» Direction A
Report each line of the listing below that contains the word "person".

» Given text
++++++++++

Many doubts have been raised recently about Trump’s sanity, but few have mentioned the insanity and certifiable madness of his policy to spend ‘vast sums’ in building up nuclear weapons and launching a new arms race.

The Trump administration is forging ahead with building a new long-range stealth nuclear cruise missile. This deadly weapon is highly provocative, able to deliver nuclear firepower with pinpoint accuracy without warning against any target in the world. Critics contend it is intended to fight a nuclear war and could start one. It is likely to provoke counter-moves from Russia and other countries and will increase global nuclear tensions.

Plans are also proceeding to rebuild the entire U.S. land-based nuclear missile force, guaranteeing that these obsolete relics of the Cold War will be with us for decades to come, making it ever more unlikely that the commitment to arms reduction that began with the Reagan administration will be resumed.

The Trump nuclear buildup will greatly increase the U.S. ability to launch nuclear strikes. Perhaps this is what the President had in mind when he threatened North Korea recently with “fire and fury like the world has never seen.”

When Trump threatened a new arms race in his nuclear tweets in December, many at the time dismissed his rantings as mere bluster. Now we see they are becoming reality.

This is the true insanity of Trump. We are entering an era of madness and increased danger, stumbling along under the helm of a delusional President toward a new nuclear precipice.

I once directed an organization called SANE, the Committee for a Sane Nuclear Policy. It is time for a similar public effort today. We dearly need a new policy of nuclear sanity: a halt to further nuclear weapons development and a return to arms reduction.

++++++++++

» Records
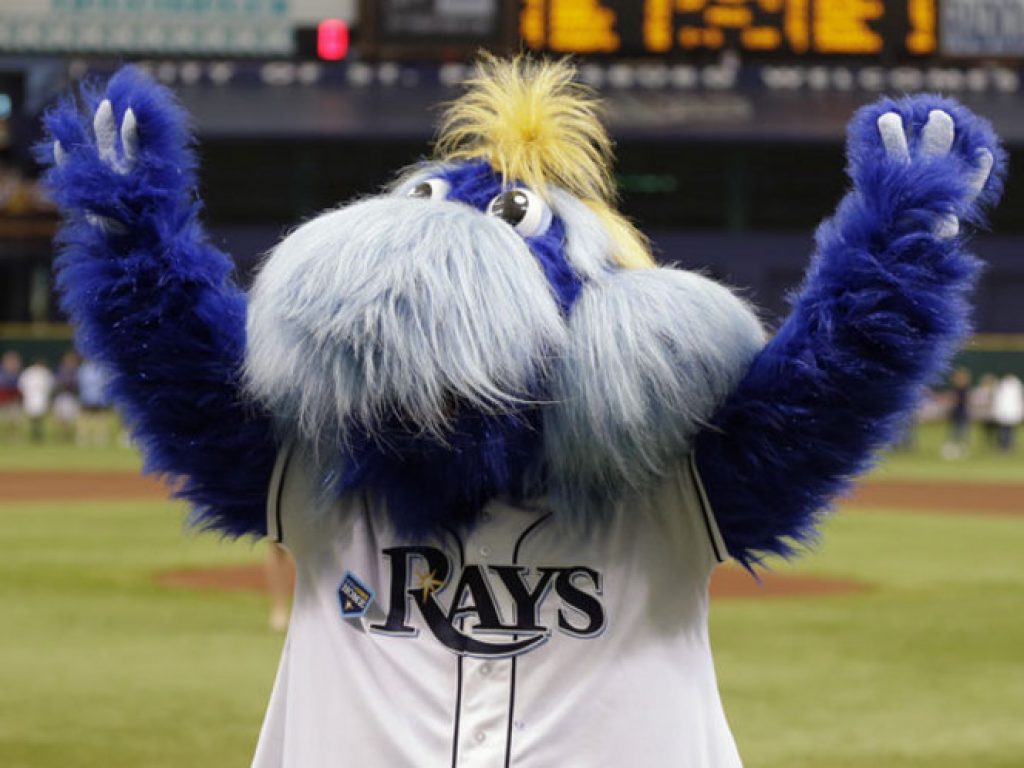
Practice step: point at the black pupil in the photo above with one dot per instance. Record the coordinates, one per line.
(422, 189)
(511, 207)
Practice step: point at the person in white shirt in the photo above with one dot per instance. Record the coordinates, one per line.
(1008, 411)
(36, 385)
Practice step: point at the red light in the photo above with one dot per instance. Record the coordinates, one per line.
(332, 40)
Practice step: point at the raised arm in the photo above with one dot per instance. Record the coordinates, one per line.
(881, 312)
(153, 300)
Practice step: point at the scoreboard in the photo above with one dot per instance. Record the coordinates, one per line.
(892, 29)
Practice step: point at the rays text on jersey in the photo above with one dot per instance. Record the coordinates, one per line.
(421, 574)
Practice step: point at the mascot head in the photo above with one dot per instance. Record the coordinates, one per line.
(491, 325)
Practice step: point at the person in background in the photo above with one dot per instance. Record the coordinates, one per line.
(36, 384)
(66, 399)
(982, 397)
(960, 416)
(280, 579)
(1008, 411)
(10, 395)
(94, 406)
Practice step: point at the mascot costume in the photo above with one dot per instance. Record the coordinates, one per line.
(505, 448)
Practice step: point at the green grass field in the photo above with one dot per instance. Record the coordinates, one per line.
(102, 667)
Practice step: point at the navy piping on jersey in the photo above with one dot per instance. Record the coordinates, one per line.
(458, 695)
(515, 561)
(706, 512)
(280, 539)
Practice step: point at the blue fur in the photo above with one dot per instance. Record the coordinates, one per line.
(882, 309)
(156, 302)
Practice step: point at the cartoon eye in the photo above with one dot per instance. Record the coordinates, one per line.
(522, 210)
(432, 188)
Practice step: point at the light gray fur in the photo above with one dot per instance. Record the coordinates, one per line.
(588, 246)
(652, 354)
(394, 307)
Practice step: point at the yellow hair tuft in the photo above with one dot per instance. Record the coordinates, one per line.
(534, 123)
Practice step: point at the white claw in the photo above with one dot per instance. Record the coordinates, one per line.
(893, 137)
(129, 137)
(107, 133)
(938, 133)
(982, 171)
(948, 226)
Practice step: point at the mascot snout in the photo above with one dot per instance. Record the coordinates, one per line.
(393, 307)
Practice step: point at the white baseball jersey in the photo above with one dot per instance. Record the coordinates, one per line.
(517, 643)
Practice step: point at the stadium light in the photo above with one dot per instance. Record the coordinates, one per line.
(332, 39)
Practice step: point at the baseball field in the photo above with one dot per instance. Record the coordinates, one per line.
(898, 642)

++++++++++

» Direction B
Give again the passage of the commentary on Trump's nuclear buildup from "Many doubts have" to "new arms race.", copying it word for word.

» Task result A
Practice step: point at the person in white shirt in the photo above with one dot per instance. Record the coordinates, one per line.
Practice step: point at the person in background in the photo above with one dot per instance. Record the coordinates, one per line.

» Task result B
Many doubts have been raised recently about Trump’s sanity, but few have mentioned the insanity and certifiable madness of his policy to spend ‘vast sums’ in building up nuclear weapons and launching a new arms race.